Exercise task → Pull out the stretch from "Though this might" through "maintain / test." in the post about the event company's software below, copying it word for word.

Excerpt to read →
*-*-*
I am building an application for a friend's event company. The software will only be used by a handful of people who run the events.
These are the essential requirements:
The software will capture basic data input regarding the event and
competitors.
The software will need to work offline - an Internet connection
cannot be guaranteed in venues.
The software will locally store data which is to be synced to a
remote database when an Internet connection is available.
The software will display a second window sent to a projector screen and displaying updates
to the audience.
The software will need to record data via a serial port for each event.
Though this might traditionally be a desktop application, I think there are good reasons for trying to build something like as a web app namely:
Easier for me to build / maintain / test.
Cheaper (.NET would be my first port of call for desktop but I heard Microsoft are
abandoning VS Express for Windows 8).
*-*-*
Provided material →
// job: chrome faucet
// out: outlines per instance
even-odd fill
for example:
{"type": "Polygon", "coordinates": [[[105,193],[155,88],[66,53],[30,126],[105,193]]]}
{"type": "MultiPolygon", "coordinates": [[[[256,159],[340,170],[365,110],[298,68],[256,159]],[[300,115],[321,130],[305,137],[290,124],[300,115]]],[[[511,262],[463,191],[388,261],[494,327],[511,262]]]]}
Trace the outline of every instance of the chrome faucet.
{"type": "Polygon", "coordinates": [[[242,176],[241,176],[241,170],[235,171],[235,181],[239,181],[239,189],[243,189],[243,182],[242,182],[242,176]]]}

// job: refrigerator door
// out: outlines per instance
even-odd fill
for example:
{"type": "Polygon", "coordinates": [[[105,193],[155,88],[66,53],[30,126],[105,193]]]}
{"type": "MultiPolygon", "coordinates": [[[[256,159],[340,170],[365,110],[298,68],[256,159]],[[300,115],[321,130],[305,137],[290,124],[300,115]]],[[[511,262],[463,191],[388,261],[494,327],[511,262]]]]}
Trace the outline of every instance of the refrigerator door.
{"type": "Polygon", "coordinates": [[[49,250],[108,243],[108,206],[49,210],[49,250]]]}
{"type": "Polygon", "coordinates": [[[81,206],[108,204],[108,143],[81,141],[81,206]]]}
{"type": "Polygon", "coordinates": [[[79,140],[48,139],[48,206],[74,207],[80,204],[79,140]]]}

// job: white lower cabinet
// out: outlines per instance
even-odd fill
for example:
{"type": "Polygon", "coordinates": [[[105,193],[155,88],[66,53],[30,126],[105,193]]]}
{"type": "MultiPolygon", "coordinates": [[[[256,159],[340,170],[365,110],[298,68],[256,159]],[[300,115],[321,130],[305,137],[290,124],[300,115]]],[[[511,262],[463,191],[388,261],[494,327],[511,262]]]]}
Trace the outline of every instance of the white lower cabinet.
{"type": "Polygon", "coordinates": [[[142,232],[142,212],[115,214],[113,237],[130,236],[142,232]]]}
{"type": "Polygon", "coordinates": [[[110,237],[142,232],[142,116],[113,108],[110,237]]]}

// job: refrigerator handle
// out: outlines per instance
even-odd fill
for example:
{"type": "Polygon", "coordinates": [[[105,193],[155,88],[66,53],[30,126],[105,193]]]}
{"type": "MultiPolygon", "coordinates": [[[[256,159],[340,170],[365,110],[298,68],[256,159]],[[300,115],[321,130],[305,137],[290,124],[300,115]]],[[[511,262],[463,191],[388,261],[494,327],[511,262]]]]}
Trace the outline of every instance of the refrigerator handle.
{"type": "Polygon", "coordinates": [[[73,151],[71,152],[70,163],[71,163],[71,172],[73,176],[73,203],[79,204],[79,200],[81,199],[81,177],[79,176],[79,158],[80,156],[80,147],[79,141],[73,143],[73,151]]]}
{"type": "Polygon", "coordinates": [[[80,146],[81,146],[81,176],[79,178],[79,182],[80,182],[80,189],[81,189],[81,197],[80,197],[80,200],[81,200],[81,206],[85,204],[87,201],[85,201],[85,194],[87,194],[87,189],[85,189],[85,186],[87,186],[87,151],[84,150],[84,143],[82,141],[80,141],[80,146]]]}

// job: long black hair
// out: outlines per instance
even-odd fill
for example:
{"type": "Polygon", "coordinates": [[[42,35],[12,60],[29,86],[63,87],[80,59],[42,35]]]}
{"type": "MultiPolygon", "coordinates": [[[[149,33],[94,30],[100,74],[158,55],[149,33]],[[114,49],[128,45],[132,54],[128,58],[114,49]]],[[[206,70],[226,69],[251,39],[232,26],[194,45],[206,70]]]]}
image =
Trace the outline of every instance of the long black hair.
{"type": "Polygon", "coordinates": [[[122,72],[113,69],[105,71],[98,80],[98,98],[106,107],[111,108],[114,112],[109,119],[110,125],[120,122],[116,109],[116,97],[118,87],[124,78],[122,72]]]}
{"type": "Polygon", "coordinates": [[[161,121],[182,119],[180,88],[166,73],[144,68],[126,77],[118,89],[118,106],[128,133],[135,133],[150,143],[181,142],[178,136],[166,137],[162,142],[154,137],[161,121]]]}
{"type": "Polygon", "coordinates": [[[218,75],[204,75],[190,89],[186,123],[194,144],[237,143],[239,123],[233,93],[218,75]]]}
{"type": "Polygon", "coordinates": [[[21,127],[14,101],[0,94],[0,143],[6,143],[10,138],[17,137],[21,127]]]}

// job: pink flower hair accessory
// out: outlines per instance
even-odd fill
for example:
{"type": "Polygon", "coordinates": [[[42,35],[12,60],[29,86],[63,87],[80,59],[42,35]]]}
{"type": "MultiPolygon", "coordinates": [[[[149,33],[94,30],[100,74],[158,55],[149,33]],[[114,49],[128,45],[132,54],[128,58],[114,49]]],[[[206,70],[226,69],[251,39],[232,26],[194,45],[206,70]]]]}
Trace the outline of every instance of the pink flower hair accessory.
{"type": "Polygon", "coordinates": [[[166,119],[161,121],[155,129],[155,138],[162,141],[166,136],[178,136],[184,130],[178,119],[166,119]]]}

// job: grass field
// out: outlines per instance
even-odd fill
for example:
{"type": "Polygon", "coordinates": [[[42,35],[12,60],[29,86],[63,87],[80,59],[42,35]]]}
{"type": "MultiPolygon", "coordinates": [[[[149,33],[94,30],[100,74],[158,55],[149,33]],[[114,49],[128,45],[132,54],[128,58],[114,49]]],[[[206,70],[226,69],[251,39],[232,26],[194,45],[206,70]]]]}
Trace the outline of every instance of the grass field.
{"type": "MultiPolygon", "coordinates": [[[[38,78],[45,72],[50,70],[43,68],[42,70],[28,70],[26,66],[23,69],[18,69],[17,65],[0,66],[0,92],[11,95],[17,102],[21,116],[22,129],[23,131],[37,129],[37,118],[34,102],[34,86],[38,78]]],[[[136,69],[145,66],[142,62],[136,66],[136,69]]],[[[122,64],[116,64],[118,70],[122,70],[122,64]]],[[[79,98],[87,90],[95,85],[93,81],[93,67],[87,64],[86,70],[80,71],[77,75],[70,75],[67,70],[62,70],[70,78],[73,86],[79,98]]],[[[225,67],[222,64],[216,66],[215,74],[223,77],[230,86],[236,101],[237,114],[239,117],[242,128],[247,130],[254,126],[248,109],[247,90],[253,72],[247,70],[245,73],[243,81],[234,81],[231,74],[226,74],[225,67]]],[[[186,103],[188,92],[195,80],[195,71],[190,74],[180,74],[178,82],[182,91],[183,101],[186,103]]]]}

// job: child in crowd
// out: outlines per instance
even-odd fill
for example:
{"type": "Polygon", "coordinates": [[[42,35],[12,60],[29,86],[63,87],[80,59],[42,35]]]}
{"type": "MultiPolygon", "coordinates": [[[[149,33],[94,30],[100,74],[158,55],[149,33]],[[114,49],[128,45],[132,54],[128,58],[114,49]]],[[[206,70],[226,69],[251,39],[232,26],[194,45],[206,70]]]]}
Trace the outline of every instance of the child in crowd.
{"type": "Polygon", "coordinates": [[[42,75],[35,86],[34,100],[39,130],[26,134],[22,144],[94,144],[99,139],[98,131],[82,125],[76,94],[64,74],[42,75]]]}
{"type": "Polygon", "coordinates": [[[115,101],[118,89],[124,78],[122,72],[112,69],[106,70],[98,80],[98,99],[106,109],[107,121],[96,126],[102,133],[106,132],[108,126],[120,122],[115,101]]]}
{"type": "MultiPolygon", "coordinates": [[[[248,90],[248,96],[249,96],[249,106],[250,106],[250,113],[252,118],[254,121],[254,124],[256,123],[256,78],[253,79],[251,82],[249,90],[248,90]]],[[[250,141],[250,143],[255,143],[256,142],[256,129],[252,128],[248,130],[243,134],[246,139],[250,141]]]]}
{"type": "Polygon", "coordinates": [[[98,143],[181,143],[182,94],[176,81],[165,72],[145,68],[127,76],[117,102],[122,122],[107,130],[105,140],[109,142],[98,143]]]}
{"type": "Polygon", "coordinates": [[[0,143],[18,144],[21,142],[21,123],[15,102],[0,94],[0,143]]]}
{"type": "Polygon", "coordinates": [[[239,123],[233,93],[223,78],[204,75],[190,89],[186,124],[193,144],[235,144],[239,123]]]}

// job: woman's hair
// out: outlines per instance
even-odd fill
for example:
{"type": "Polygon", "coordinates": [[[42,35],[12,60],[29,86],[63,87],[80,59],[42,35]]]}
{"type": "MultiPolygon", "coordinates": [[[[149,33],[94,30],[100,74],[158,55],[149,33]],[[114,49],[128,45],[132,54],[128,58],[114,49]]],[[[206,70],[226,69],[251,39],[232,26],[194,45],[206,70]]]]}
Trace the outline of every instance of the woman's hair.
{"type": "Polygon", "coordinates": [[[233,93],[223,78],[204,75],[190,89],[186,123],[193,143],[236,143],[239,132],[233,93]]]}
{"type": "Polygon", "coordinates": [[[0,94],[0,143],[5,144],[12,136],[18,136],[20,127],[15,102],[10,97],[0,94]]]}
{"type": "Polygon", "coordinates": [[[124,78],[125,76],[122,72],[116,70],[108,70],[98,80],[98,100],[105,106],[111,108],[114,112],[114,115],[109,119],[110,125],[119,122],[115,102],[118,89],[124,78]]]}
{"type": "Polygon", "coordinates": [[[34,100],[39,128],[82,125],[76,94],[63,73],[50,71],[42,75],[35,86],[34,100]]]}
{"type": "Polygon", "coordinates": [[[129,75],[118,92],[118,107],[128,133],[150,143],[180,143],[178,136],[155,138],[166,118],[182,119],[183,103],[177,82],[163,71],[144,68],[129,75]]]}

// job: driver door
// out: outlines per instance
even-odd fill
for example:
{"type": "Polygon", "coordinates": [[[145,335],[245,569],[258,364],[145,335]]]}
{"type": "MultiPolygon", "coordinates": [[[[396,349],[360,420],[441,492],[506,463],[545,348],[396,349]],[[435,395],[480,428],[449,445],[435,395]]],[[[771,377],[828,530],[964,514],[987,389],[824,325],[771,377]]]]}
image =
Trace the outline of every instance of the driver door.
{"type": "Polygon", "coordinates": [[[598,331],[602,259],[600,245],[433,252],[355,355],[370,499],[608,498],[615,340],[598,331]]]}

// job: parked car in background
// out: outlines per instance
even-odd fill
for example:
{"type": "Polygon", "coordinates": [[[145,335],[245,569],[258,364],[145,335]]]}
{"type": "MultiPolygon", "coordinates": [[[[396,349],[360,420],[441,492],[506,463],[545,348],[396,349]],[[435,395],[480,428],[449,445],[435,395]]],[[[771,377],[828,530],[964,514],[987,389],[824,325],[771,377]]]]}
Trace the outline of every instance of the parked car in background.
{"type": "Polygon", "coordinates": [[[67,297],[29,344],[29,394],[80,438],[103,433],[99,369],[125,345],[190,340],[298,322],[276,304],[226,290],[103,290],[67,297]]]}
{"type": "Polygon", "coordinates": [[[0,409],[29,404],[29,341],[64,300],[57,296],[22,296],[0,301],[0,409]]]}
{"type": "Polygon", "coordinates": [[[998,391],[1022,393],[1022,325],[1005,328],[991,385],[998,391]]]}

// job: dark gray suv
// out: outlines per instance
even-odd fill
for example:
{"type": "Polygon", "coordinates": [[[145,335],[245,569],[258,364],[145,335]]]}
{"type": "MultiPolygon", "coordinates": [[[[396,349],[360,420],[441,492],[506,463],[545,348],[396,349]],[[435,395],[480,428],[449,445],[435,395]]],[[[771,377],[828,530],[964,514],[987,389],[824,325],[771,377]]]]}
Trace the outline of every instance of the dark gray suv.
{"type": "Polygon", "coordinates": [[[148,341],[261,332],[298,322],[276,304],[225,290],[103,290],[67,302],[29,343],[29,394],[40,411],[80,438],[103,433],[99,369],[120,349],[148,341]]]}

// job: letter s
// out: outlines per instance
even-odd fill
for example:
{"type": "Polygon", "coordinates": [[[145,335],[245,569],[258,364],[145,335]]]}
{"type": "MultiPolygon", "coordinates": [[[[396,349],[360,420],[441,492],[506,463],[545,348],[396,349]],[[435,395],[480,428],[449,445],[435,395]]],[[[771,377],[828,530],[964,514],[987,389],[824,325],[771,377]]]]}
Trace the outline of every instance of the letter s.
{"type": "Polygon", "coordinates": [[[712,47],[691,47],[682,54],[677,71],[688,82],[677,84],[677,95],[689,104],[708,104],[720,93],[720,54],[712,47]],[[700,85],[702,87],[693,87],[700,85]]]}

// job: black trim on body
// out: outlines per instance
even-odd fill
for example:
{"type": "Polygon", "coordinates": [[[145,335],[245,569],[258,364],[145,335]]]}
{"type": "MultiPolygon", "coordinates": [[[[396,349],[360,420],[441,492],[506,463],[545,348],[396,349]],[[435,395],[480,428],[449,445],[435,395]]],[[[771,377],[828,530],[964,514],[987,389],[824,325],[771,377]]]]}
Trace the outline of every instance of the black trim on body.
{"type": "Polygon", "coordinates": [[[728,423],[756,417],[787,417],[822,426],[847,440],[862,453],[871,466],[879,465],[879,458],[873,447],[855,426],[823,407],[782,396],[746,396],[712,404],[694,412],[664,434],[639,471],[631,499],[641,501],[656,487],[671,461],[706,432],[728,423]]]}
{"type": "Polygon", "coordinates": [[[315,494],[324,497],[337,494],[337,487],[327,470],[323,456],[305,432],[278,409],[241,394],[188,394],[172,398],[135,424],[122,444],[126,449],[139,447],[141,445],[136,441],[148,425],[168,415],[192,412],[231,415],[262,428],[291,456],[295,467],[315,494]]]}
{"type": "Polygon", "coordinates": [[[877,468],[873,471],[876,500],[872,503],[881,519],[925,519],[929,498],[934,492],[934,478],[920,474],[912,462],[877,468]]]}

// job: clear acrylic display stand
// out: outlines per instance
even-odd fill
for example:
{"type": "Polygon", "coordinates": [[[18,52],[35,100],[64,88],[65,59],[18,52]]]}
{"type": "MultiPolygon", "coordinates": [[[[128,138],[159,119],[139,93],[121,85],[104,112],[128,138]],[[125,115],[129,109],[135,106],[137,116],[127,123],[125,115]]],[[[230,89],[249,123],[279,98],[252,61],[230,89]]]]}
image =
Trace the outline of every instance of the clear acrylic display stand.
*-*-*
Expected answer →
Though this might traditionally be a desktop application, I think there are good reasons for trying to build something like as a web app namely:
Easier for me to build / maintain / test.